***** DATA EXTRACTS
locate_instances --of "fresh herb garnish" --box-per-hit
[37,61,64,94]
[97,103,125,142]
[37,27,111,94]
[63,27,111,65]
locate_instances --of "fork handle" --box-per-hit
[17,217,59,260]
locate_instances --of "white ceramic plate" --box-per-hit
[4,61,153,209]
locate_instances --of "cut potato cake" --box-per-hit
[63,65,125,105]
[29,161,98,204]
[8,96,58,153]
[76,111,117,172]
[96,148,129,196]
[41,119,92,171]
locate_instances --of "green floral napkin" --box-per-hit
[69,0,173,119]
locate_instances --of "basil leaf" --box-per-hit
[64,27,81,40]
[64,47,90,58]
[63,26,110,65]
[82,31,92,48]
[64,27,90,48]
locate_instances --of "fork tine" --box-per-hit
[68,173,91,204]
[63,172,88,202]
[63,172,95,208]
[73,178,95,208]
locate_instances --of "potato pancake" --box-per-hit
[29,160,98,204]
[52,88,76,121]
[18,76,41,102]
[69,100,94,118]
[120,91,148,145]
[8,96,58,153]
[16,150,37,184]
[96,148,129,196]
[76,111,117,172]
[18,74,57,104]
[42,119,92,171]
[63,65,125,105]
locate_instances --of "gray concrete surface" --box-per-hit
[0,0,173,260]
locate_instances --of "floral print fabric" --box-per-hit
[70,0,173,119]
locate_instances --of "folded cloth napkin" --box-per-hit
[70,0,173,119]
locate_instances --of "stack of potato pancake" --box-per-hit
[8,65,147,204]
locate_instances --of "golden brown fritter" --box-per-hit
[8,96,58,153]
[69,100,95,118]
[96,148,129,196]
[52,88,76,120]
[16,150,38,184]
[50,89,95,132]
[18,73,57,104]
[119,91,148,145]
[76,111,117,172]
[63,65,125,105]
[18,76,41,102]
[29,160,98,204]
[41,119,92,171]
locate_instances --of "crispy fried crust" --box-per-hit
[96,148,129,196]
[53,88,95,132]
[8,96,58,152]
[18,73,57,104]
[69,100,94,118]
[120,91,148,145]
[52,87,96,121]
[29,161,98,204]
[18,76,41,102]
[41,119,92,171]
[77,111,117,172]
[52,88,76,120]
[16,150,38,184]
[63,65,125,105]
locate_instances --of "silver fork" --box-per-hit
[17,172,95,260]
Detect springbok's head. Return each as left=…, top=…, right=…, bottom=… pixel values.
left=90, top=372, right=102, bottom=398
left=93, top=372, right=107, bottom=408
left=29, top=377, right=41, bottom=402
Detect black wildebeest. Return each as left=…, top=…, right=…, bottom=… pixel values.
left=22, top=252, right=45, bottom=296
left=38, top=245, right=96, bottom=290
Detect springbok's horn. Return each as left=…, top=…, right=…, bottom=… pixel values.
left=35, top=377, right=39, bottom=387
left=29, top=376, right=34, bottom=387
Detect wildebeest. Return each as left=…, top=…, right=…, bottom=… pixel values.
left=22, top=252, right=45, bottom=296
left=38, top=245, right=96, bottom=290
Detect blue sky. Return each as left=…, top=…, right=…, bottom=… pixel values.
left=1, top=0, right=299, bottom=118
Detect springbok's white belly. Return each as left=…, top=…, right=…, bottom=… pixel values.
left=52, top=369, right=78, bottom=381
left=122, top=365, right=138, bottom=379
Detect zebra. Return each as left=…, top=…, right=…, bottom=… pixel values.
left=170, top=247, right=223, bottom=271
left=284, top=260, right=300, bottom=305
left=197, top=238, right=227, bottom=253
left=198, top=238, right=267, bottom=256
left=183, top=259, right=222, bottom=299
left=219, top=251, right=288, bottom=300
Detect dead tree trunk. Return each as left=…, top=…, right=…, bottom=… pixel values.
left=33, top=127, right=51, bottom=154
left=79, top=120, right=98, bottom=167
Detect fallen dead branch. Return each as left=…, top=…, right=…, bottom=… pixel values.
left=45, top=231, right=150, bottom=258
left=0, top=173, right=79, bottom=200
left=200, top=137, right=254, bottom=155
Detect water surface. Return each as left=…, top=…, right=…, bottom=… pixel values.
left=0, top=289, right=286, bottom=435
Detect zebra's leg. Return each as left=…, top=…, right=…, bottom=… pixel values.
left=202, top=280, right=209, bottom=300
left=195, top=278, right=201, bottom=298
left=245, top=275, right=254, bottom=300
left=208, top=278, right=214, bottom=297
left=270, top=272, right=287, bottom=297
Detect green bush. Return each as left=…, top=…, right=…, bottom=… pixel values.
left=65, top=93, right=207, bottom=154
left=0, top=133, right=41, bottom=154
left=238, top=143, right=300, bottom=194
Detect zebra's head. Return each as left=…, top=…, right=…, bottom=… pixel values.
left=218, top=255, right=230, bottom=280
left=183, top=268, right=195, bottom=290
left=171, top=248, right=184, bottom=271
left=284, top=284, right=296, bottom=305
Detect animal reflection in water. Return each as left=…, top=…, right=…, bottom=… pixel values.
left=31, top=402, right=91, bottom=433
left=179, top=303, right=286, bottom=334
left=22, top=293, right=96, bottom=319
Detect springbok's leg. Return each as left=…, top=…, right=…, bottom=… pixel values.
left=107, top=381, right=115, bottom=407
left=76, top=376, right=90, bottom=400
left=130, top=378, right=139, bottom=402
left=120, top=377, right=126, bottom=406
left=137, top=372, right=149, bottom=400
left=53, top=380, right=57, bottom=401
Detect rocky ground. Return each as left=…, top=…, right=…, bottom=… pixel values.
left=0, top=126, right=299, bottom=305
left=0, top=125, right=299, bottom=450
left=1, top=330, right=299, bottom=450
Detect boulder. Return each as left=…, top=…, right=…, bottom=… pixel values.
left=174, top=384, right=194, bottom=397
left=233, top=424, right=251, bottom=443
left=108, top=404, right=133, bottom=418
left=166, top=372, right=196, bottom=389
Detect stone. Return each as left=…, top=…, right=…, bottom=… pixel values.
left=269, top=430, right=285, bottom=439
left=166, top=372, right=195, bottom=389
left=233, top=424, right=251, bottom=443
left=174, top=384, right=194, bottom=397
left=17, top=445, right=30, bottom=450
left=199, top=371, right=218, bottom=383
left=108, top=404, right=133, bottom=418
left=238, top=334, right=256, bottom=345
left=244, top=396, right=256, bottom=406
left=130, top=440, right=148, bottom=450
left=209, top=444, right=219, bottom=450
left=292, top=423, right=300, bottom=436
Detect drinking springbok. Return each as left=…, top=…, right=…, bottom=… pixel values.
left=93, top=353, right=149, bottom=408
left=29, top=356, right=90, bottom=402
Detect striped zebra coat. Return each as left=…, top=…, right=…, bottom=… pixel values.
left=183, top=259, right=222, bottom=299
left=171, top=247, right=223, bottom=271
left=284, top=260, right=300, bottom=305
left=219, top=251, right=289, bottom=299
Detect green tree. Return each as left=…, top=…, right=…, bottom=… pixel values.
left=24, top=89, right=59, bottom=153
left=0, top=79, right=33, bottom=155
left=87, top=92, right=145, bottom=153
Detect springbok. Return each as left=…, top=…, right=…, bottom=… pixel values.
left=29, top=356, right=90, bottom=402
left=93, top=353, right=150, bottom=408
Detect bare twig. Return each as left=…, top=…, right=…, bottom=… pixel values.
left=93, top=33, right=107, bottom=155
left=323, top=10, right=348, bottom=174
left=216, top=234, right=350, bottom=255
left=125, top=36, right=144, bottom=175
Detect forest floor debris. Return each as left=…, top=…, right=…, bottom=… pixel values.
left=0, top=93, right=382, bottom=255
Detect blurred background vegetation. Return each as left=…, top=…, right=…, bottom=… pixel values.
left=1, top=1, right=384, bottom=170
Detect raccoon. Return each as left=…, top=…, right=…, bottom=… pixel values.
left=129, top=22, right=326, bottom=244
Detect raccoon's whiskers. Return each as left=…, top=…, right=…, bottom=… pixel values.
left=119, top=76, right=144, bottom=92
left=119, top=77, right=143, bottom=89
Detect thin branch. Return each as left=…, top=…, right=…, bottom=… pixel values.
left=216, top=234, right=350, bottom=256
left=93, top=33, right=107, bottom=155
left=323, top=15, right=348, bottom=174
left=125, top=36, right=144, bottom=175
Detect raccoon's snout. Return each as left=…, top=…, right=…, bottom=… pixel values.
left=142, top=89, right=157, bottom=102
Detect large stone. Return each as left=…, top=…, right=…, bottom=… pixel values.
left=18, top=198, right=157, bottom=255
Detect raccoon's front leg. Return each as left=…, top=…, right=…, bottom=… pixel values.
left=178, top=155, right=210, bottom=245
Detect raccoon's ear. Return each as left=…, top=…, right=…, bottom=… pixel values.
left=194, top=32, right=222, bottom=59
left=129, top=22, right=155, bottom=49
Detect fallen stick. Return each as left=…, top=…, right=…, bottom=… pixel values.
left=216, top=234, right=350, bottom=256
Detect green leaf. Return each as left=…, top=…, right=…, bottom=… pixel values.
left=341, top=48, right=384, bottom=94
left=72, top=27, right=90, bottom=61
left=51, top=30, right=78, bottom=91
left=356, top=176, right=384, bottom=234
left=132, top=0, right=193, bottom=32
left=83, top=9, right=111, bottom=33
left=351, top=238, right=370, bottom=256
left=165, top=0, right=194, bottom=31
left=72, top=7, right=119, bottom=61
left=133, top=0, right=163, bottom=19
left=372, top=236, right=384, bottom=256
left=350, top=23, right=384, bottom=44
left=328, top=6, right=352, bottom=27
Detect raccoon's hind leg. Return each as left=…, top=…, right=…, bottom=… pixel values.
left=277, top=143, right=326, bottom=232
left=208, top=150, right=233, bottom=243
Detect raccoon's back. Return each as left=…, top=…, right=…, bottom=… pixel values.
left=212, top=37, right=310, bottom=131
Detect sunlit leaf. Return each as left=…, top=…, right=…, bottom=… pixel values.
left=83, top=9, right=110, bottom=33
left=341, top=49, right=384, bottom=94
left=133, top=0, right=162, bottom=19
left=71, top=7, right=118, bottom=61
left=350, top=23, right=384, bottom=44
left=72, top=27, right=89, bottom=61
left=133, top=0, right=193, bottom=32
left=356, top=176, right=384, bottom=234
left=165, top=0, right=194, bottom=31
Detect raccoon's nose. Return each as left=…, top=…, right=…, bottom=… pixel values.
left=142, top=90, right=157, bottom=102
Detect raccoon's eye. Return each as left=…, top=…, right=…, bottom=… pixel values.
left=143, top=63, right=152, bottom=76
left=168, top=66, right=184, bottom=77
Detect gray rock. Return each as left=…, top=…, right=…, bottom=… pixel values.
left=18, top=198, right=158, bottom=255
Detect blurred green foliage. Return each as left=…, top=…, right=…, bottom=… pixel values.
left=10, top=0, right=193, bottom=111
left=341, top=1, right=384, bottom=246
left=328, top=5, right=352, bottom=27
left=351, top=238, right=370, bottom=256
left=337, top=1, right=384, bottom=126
**********
Only the lines from the one containing "Detect raccoon's eye." through the final line above should be duplicated, exactly as they stand.

SOLVED EXERCISE »
Detect raccoon's eye. Return each as left=…, top=…, right=…, bottom=… pixel values.
left=143, top=63, right=152, bottom=76
left=168, top=66, right=184, bottom=77
Detect gray rock. Return each as left=…, top=…, right=…, bottom=… pixel values.
left=18, top=198, right=158, bottom=255
Detect blurred green foliage. Return each as left=…, top=…, right=…, bottom=… pixel values.
left=10, top=0, right=193, bottom=111
left=341, top=1, right=384, bottom=246
left=328, top=5, right=352, bottom=27
left=351, top=238, right=370, bottom=256
left=337, top=1, right=384, bottom=126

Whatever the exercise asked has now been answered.